-- Text excerpt start --

Nave window - Cross, Crown and Palm

Stained Glass Windows

There are a wealth of stained glass windows in the church. Some of the windows were designed by Butterfield, and made by by Heaton, Butler and Bayne, others were added by 1920.

This page looks at the Nave, the Lady Chapel and the War Memorial stained glass windows, other stained glass are in the Chancel section. The images wend their way from the West End of the church, down the North Aisle towards the East End and back up the South Aisle to the West End followed by the two Lady Chapel windows. The War Memorial window includes a stained glass window with a plaque commemorating those fallen in World War I and list of names of those from our parish who died during World War II; these are included at the bottom of the page.

The Chancel Stained Glass Windows are included within The Chancel pages.

Please select the window from a section to open a Lightbox with a full view of the window where a zoom is available to look at the window in more detail.


West End Windows

South West window ~ The Baptism of Jesus and Suffer the Little Children

This window depicts the Baptism of Christ by John the Baptist, and Christ with the little children. This window is by William Butterfield.

Central West window ~ 'Holy, Holy, Holy'

Under the tower arch is the west window which depicts the worship of the Saints in Heaven. Some have already cast down their Golden Crowns in the glassy sea as described in the Revelation of St John the Divine (Ch 4:6)

North West window ~ Noah and Moses

Noah carries the Ark and Moses the stones with the Ten Commandments. This window is by William Butterfield.


North Aisle Windows

War Memorial Window ~ The Dying Soldier

The War Memorial window was dedicated in November 1919 to honour those from the Parish who died during the Great War. The inscription at the bottom of the window reads:

‘Greater love hath no man than this, that a man lay down his life for his friends’.

The subject, a soldier lying dead at the feet of Christ on the Cross, was copied from a picture entitled ‘The Great Sacrifice’ by James Clark which hangs in St Mildred’s Church, Whippingham on the Isle of Wight.

The Sower

The next window represents the sower and the seed, with Christ harvesting the crop. The inscription ‘Homo plantat sed Deus dat incrementum’ translates as ‘Man plants but God gives the increase’. The window is dedicated by parishioners and friends to the memory of Charles William Reeves, who served as a churchwarden from 1892-1897 and 1909-1924.

The Good Samaritan

This window illustrates the parable of the Good Samaritan. ‘When he saw him he had compassion on him.’ It is dedicated to Fred Porter, a churchwarden and choir member from 1884-1923.

The Holy Family

This beautiful window represents the life of the Holy Family. ‘Blessed are the pure in heart for they shall see God.’ The inscription dedicates the window to Ronald Percy Jeaffreson, a lance corporal in the Honourable Artillery Company, who was killed during the Great War at Bullecourt, France in 1917, at the age of 19.

The Prodigal Son

This window depicts the return of the prodigal son, with his older brother working in the field. ‘I will arise and go to my father.’ This window was a gift from Colonel Nevell in 1931. ‘To the Glory of God and in gratitude for His many mercies during 90 years’.

-- Text excerpt end --
-- Dataset records start --

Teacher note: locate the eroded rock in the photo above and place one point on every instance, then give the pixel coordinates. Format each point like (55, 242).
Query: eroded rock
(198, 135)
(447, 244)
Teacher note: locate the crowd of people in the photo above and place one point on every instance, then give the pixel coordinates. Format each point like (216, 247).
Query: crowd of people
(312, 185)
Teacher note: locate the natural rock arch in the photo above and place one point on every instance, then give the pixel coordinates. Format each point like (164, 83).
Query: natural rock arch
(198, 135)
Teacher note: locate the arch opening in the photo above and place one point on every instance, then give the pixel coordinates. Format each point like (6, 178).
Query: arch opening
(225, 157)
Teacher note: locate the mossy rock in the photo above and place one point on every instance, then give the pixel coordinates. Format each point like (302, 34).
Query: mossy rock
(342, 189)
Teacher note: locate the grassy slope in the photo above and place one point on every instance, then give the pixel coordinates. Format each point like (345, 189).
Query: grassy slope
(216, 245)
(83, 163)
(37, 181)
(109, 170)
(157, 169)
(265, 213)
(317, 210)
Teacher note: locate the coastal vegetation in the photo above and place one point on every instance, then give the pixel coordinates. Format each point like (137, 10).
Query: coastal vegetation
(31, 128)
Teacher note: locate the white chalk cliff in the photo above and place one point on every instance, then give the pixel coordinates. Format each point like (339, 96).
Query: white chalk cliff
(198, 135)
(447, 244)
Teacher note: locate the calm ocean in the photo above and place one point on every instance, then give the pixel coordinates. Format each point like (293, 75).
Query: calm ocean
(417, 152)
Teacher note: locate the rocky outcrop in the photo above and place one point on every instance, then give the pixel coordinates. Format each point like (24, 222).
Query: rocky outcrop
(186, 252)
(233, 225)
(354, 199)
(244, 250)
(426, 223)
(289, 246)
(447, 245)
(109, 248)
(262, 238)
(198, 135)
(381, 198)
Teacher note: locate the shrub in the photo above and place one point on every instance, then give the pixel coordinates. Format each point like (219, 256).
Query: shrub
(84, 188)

-- Dataset records end --

Goal:
In the stained glass windows text, repeat the passage between "War Memorial Window ~" and "Isle of Wight.", inclusive, switching "picture" to "painting".

Solution to this exercise:
War Memorial Window ~ The Dying Soldier

The War Memorial window was dedicated in November 1919 to honour those from the Parish who died during the Great War. The inscription at the bottom of the window reads:

‘Greater love hath no man than this, that a man lay down his life for his friends’.

The subject, a soldier lying dead at the feet of Christ on the Cross, was copied from a painting entitled ‘The Great Sacrifice’ by James Clark which hangs in St Mildred’s Church, Whippingham on the Isle of Wight.